### PASSAGE PROVIDED
________________________________________

SUPPLY CONVOY SIDETRACKED

Several hours earlier, around noon, a supply column consisting of five LVTs and three flame tanks, was dispatched to bring ammunition, water, and other essentials to Company I of the 3/3. At some point in the tangled network of trails and tracks that webbed around the multiple hamlets, the convoy made a wrong turn. With a tank in the lead, closely followed by an AmTrac, the rumbling formation found itself moving along a narrow trail with a rice paddy to one side and an impenetrable wall of foliage to the other.

With shocking suddenness, a barrage of grenade and recoilless rifle fire erupted against the vehicles. The convoy was attacked from both sides, and many of the vehicles suffered hits and damage. Backing into the hedgerow and thicket, the vehicles brought their weapons to bear across the rice paddy. Savage fire continued to erupt from all sides, and the Marines suffered numerous casualties. It quickly began to appear as if the whole detachment would be overrun. Unfortunately, the radio operator in one of the LVTs who was calling for help kept his microphone talk button depressed for a very long time, thwarting any and all attempts by HQ to get an exact fix on the besieged position.

The convoy CO, 1st Lieutenant Robert Cochran, did a remarkable job in organizing the lumbering vehicles into as much of a defensive position as possible, losing his life in the process. Staff Sergeant Jack Morino took over command, and held up the morale of the surrounded unit as the hours of daylight slipped away and it began to be clear that no relief would be forthcoming.

This was not for lack of effort, however. As Colonel Peatross, in the regimental CP (command post) followed the course of the battle, he feared that a major enemy counterattack was developing. This initiative suggested an enemy poised to drive a wedge between the supply convoy and the still-beleaguered Company H 2/4. (Peatross would later speculate that the ambushing VC force had been mustering to attack Company H, but that attack was disrupted by the inadvertent appearance of the supply convoy in the midst of the enemy position.)

Only one tank remained available for the relieving force, so the big M48 would take the lead of a new column that also included several Ontos and flame tanks. The weary neo-veterans of Company I, still under the command of 1st Lieutenant Purnell, had just returned to the regimental CP after their fierce fighting in the An Cuong (2) area. Since they had already fought through the terrain that the relief column would need to traverse, they were ordered back into the fray as the infantry component of the hastily assembled column.

________________________________________

(Stored data entries)
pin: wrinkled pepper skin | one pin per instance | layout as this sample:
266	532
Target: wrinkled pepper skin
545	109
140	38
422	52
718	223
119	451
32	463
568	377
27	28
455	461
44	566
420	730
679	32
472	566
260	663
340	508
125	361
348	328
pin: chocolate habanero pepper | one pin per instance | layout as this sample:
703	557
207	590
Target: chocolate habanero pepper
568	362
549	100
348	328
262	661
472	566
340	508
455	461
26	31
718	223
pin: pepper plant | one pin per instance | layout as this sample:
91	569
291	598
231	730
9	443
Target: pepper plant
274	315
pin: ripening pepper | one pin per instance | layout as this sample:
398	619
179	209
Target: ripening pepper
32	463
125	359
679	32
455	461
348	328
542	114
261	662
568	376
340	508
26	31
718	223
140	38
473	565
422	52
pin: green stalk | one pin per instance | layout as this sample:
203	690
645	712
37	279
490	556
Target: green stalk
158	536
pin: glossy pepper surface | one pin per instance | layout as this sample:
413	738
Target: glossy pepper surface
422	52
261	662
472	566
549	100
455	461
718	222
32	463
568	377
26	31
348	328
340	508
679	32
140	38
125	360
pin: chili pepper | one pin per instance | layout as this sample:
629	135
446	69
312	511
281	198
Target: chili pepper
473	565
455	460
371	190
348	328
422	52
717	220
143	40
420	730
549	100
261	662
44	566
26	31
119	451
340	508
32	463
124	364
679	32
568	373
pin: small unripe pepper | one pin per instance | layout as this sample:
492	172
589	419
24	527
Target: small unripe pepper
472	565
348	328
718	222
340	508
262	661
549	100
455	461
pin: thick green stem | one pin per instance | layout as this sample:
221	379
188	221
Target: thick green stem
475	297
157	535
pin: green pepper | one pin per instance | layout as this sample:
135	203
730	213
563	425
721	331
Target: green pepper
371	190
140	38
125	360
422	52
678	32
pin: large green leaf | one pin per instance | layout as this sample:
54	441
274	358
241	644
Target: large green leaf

________________________________________

### TASK OBJECTIVE
Return the part of the passage on the supply convoy from "Several hours earlier, around" up to and including "to the other.". The data above is separate material and has no connection to the passage on the supply convoy.

### EXERCISE ANSWER
Several hours earlier, around noon, a supply column consisting of five LVTs and three flame tanks, was dispatched to bring ammunition, water, and other essentials to Company I of the 3/3. At some point in the tangled network of trails and tracks that webbed around the multiple hamlets, the convoy made a wrong turn. With a tank in the lead, closely followed by an AmTrac, the rumbling formation found itself moving along a narrow trail with a rice paddy to one side and an impenetrable wall of foliage to the other.